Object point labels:
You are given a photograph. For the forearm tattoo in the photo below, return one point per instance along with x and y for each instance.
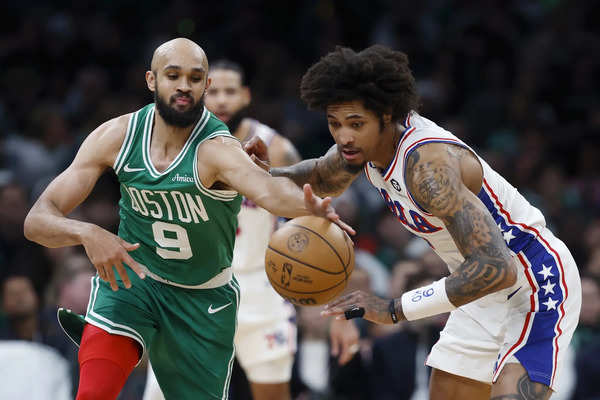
(527, 390)
(328, 175)
(436, 185)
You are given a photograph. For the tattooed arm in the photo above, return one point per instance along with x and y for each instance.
(436, 179)
(328, 175)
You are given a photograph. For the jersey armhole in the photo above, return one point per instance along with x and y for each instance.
(416, 146)
(126, 145)
(221, 195)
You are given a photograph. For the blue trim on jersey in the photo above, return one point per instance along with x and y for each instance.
(537, 354)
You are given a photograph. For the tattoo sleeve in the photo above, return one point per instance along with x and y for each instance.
(436, 184)
(328, 175)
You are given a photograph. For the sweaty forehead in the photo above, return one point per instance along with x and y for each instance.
(347, 109)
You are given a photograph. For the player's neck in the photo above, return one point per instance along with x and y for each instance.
(386, 150)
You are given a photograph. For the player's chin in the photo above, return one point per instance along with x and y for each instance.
(354, 157)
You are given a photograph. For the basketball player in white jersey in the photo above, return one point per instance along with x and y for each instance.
(265, 339)
(513, 290)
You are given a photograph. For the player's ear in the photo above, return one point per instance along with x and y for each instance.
(151, 81)
(387, 119)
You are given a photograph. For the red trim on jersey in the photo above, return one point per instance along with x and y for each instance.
(389, 173)
(562, 272)
(412, 146)
(527, 318)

GOAL:
Render every line of the entries above as a JSON list of strings, one string per line. Leave out blank lines and the pictures.

RESPONSE TO THE EXERCISE:
[
  "You are given a photograph. For the forearm tattoo in the photo below, return one point per instance along with x and y for each instance.",
  "(527, 390)",
  "(328, 175)",
  "(436, 185)",
  "You are given a photograph. For the tattooed arm in the photo above, return one point per instance along with x and y for each instance.",
  "(436, 179)",
  "(328, 175)",
  "You are given a photograph. For the jersey armhole in the photo above, return one point per instance along with x and y for each instance.",
  "(416, 146)",
  "(126, 145)",
  "(221, 195)",
  "You are given a photograph. For the blue trim on jersey in the photo above, return one point per instance along with x and y for each instance.",
  "(537, 354)",
  "You are given a photograph. For the tattoo sleeve in the photo above, return one point per instance along with x and y for each instance.",
  "(436, 184)",
  "(328, 175)",
  "You are given a photograph. For the sweaty forehead in the photo above, return one point per instance along with x and y for each instance.",
  "(347, 109)",
  "You are given a photograph. For the player's neck in the photo above, return one point per instance along with x and y for each instance.",
  "(386, 150)",
  "You are given a photograph. For the player's chin in the photo above, return one point per instance along with x and y for each instance.",
  "(354, 157)",
  "You are given a photograph. For the basketball player in white jersey in the photo above, return one point per instance along with x and y for each instance.",
  "(265, 339)",
  "(513, 290)",
  "You are given a photograph. For the player's ear in the photo above, return one point per instance along with x and y for each instance.",
  "(151, 81)",
  "(387, 119)",
  "You are given a photograph. For the red trim on jersey in the photo above, return one point per instance along with x and y for each instance.",
  "(389, 173)",
  "(562, 272)",
  "(412, 146)",
  "(527, 318)"
]